**Goal 1**.
In the child poverty text, what income level made a family of two adults and two children poor in 2002?

**Text section**.
The Poor American Child

Child poverty is an alarming problem in the United States that affects every person in the United States, regardless of economic status, age, race, or gender. In 2001, 11.7 million children, or 16.3 % of

children in the United States were poor. Children represent an inconsistent percentage of the poor population in America. They make up 35.7 percent of the poor, but only account for 25.6 percent of the general population (U.S. Census Bureau, 2003). It is imperative to give attention to the problem of poverty among children since they are the future of the country, and they are not receiving the support, resources, or encouragement to know they deserve better.

“The industrial countries in the world have a higher standard of living than at any time in history, but within the wealthy countries, there are still a number of children who live in poverty. The United States, which is the wealthiest country of six studied, had the highest poverty rate among children and the second highest poverty rate among families with children” (Smeeding, 1988).

The focus population of this analysis of child poverty is children in the United States under 18 years of age. This analysis will discuss the definition, history, trends, and policy responses of child poverty, as well as the nature and extent of how child poverty is affecting the United States.

Unlike single adults, who are defined as poor when their income falls below a certain level, children, those individuals under age 18, are poor when their families are poor. The Census Bureau maintains the official U.S. definition of poverty: a family is poor when their money income falls below an established threshold. Poverty thresholds are updated yearly and different thresholds apply depending on the total family size and number of children. In 2002, a family of two adults and two children was considered poor if their income falls below $18,244 (U.S. Census Bureau, 2003).

**Material provided**.

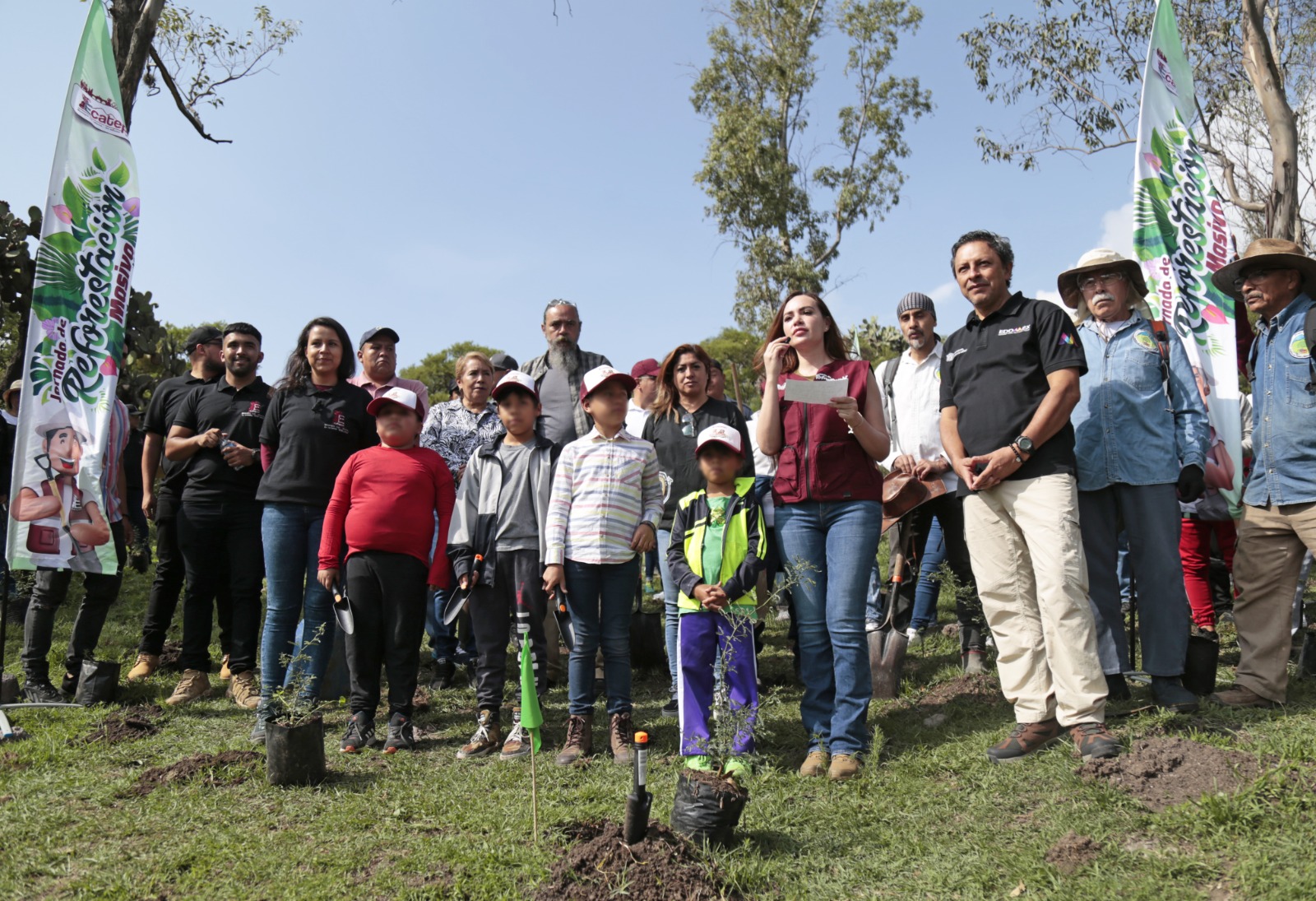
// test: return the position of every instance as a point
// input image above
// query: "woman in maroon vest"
(828, 497)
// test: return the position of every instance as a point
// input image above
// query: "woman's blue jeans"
(829, 546)
(291, 536)
(600, 598)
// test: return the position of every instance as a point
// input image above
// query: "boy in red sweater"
(386, 498)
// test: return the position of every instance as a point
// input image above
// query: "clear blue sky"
(447, 168)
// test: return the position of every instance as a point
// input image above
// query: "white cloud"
(1118, 230)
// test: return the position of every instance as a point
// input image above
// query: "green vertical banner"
(76, 332)
(1181, 237)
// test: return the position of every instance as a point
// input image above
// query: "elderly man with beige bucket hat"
(1142, 444)
(1277, 281)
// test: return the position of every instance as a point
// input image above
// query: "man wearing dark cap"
(503, 364)
(207, 365)
(911, 403)
(646, 386)
(1278, 282)
(378, 355)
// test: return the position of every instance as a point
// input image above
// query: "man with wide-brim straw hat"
(1276, 280)
(1140, 436)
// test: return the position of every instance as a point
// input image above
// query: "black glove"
(1193, 484)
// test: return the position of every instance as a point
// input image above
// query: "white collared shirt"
(918, 409)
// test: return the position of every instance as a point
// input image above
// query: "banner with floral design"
(1181, 237)
(76, 333)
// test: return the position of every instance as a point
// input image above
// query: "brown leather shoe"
(1240, 697)
(1024, 739)
(579, 739)
(815, 764)
(145, 666)
(1094, 742)
(620, 734)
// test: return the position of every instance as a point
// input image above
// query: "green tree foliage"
(438, 370)
(785, 212)
(1076, 70)
(734, 350)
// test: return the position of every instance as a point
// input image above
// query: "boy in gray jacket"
(498, 550)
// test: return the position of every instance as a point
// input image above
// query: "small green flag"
(531, 714)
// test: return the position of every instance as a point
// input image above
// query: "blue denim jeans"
(671, 614)
(837, 541)
(290, 534)
(599, 598)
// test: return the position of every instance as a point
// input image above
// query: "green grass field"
(931, 818)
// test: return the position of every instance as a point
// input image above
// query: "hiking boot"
(1024, 739)
(620, 734)
(1116, 688)
(361, 732)
(517, 742)
(973, 663)
(489, 736)
(1169, 694)
(579, 739)
(445, 672)
(401, 736)
(194, 685)
(245, 690)
(39, 690)
(844, 765)
(1094, 741)
(815, 764)
(145, 666)
(1240, 697)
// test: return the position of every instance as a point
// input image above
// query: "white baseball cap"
(513, 379)
(598, 376)
(721, 434)
(405, 397)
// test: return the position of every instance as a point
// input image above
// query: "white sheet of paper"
(816, 392)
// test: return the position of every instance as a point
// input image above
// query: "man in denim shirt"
(1277, 281)
(1142, 443)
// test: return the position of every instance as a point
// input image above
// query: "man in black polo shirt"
(1008, 383)
(207, 366)
(217, 431)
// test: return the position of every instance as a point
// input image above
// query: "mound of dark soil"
(124, 726)
(664, 866)
(1072, 852)
(978, 688)
(215, 769)
(1162, 772)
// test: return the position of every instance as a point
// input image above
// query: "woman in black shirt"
(313, 423)
(682, 409)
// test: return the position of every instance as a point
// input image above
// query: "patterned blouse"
(456, 432)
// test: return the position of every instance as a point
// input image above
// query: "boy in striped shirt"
(603, 517)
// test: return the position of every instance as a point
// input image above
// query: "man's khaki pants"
(1272, 544)
(1028, 560)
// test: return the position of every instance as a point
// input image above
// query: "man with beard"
(1277, 281)
(217, 431)
(207, 366)
(1142, 445)
(558, 372)
(912, 407)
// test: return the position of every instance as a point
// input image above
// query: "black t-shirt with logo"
(239, 412)
(994, 372)
(313, 432)
(160, 416)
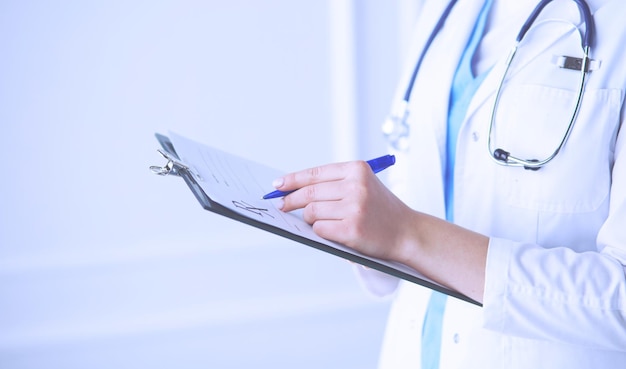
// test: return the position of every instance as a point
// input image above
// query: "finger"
(334, 230)
(303, 178)
(325, 191)
(327, 210)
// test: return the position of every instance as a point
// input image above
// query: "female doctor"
(508, 188)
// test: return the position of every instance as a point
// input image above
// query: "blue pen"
(377, 165)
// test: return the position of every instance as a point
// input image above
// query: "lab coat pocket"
(578, 179)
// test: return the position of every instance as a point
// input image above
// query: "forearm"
(447, 253)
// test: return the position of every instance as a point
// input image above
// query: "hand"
(347, 203)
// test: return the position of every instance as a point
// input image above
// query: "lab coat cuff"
(499, 257)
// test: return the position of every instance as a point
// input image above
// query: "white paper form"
(239, 185)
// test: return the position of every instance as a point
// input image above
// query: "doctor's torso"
(563, 204)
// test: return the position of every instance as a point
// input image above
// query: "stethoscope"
(396, 127)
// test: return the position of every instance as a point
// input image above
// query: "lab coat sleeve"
(561, 295)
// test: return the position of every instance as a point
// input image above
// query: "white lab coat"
(555, 294)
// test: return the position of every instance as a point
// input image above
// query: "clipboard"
(176, 167)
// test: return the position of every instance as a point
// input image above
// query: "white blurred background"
(105, 265)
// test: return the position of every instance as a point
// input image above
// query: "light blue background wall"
(103, 264)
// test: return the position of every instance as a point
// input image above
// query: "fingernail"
(280, 203)
(278, 182)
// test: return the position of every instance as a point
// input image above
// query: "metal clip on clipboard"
(176, 167)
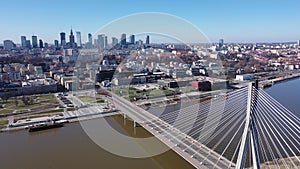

**Goal 2**.
Please show each line of the rows above that contains the word "coat". Case counts.

**Written response 1**.
An income below $18,244.

**Written response 2**.
// query: "lab coat pocket"
// query: "lab coat cuff"
// query: "lab coat sleeve"
// query: "white lab coat"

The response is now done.